[PASSAGE TO READ — start]

2a . Dependence: Those social media mobile apps are closer to traditional digital addictions like gambling & internet porn than your average website. This is practically self-evident from the phenomenal Daily Usage metrics acheived. Especially extreme cases like I've seen in my research (e.g. teenagers with 9h/day on social media mobile apps).

2b. Harm: This is much more debatable. Where do you think the average level of harm from compulsive usage of social media lies, from Filling in your Fulbright Application to Gambling your Life Savings away? Even if someone doesn't suffer from any of the usually cited ills (cyberbullying, unexpected privacy invasions etc.) is the mere time drain alone worthy of the label of 'harm'?

---

Fulbrighter Network

I think it's a good thing if people use this app more. I believe Fulbright's communication folks should set and track explicit 'engagement' goals: I'd be suprised if they aren't already.

Let's think about the ethics of apps with 'good' end goals (like Headspace), designing their apps to be compulsive.

As someone who aims to keep, and advocates where possible, a daily meditation practise, I believe that if Headspace inspires more people to meditate daily that is a good thing. But what if this is acheived through casino-style compulsion techniques - e.g. gamification, manipulative notifications etc? There must be some limitations to the lengths we let tech companies go to hack our attention.

With this is mind, if people using Fulbrighter more is a good thing, is it right for Fulbright to design for maximum engagement? Are there any tools/techniques you wouldn't want them to try on you?

[PASSAGE TO READ — finish]
[EXTRACTED INFORMATION — start]

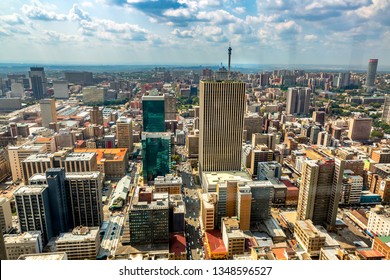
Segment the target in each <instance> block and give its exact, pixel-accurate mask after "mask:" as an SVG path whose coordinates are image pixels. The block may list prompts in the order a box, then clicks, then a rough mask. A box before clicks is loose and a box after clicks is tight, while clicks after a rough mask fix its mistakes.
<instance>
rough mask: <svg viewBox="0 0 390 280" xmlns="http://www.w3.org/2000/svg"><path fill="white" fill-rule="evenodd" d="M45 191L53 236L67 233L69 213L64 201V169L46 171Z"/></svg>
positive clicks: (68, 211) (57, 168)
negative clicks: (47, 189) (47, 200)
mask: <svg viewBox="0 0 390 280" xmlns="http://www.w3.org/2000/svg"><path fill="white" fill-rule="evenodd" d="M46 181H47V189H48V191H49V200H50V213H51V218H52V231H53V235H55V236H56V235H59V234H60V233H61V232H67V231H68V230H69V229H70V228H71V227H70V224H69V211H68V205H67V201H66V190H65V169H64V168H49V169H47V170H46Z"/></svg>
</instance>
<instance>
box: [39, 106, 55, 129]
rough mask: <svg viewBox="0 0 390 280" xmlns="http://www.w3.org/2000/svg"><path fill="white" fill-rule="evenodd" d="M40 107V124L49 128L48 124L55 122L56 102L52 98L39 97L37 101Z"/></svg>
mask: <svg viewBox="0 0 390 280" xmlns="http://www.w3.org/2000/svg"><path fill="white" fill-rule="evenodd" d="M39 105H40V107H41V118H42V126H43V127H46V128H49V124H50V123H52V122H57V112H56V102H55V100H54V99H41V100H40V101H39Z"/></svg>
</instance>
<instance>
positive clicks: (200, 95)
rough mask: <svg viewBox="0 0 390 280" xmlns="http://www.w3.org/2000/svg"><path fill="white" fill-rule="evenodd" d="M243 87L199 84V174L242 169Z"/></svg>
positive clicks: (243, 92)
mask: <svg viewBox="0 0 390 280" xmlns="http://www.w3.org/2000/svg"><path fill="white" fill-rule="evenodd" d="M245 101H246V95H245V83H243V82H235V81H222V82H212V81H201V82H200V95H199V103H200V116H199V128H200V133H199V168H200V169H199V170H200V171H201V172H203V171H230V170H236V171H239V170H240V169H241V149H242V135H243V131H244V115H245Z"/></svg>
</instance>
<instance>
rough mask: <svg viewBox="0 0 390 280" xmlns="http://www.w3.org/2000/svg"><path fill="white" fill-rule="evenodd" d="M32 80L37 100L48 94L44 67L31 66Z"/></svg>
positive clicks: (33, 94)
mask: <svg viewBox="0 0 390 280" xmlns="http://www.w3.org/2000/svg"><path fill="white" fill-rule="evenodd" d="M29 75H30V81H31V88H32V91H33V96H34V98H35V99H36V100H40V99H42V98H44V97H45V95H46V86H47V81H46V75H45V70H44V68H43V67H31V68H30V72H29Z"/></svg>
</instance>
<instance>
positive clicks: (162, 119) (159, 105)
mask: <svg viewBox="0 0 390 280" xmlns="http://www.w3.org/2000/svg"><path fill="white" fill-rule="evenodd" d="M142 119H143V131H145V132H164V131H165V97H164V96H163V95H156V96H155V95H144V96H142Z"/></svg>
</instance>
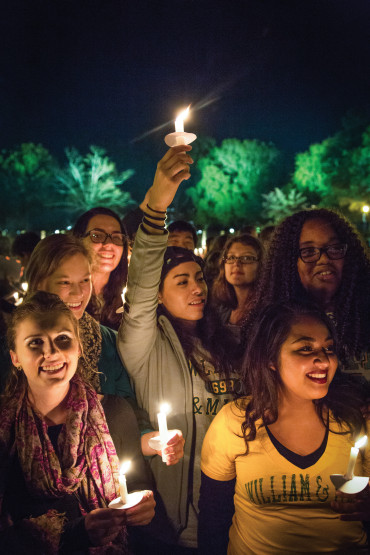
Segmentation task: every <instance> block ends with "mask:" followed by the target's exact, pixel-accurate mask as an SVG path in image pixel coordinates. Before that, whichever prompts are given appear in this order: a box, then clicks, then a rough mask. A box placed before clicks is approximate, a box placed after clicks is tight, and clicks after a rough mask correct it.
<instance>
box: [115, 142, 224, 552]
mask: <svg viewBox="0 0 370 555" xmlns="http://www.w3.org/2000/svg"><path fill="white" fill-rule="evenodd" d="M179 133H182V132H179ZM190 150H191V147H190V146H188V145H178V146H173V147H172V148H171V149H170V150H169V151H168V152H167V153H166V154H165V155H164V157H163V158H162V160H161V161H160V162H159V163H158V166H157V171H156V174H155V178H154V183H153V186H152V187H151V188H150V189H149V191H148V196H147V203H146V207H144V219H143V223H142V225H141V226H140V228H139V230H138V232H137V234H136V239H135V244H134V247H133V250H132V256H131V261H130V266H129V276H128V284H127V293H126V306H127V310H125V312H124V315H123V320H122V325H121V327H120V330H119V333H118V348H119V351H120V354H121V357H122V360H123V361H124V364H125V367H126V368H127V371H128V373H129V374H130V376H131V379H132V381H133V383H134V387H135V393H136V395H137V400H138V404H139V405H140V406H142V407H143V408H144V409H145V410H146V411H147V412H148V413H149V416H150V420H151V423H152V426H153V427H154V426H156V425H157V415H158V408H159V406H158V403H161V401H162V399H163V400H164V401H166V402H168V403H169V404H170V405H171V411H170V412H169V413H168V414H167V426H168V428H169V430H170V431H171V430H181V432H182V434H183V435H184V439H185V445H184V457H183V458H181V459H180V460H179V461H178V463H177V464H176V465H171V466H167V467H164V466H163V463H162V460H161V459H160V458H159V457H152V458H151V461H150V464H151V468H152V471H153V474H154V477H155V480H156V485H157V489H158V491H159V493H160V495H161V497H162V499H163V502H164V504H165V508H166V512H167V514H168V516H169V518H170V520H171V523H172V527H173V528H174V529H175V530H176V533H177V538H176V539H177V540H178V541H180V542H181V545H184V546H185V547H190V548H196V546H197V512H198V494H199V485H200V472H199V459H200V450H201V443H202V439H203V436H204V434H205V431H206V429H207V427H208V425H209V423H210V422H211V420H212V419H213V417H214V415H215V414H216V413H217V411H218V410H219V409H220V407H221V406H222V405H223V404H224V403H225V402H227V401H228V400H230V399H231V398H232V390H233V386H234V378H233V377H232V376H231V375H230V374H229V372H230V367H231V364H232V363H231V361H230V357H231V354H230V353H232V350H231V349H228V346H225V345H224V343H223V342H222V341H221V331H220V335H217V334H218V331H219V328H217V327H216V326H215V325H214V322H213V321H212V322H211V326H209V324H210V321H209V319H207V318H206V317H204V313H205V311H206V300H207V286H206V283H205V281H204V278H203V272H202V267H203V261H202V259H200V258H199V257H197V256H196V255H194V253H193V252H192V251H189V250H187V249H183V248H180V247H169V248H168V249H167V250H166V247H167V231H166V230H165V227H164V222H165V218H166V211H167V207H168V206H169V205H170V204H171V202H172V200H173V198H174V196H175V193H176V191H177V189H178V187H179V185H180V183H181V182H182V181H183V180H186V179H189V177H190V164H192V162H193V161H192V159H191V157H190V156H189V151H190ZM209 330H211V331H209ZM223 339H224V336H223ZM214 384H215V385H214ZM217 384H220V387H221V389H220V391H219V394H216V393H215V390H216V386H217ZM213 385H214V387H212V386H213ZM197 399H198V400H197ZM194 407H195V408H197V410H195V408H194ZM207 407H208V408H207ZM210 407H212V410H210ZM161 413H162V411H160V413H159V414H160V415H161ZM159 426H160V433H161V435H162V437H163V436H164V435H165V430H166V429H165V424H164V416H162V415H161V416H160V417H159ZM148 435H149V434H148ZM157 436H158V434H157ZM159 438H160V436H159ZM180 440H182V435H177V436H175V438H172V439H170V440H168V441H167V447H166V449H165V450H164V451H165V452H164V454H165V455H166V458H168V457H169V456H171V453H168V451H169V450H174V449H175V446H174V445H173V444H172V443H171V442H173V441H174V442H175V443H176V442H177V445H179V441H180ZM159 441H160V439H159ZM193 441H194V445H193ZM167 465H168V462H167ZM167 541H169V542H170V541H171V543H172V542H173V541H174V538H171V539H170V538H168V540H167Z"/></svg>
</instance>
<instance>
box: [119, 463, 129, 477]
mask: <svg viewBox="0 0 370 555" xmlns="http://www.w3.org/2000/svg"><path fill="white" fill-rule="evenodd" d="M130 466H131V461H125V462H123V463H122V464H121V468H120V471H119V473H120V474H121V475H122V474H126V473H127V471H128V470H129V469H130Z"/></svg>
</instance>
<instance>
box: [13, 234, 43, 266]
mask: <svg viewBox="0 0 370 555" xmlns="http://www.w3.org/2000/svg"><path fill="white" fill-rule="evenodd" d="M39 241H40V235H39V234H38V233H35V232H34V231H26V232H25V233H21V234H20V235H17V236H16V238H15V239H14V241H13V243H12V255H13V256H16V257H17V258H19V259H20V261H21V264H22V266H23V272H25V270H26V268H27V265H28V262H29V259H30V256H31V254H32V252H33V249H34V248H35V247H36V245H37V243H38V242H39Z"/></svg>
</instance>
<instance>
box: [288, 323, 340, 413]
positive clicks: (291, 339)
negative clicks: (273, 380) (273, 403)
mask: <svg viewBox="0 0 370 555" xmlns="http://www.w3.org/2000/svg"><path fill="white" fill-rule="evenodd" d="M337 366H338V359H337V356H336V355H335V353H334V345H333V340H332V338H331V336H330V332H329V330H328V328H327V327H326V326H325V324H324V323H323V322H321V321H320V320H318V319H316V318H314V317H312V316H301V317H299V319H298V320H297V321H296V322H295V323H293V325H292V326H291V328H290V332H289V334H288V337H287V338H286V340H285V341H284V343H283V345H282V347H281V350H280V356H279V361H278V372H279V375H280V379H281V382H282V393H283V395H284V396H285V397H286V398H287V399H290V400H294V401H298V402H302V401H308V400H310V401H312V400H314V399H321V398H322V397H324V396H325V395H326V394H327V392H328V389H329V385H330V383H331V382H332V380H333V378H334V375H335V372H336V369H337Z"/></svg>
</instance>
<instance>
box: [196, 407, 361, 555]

[EXTRACTED INFORMATION — finish]

Echo the passage on compulsive app design word for word between "I think it's" and "they aren't already.", inclusive. The entries come from a different source than the passage on compulsive app design.

I think it's a good thing if people use this app more. I believe Fulbright's communication folks should set and track explicit 'engagement' goals: I'd be suprised if they aren't already.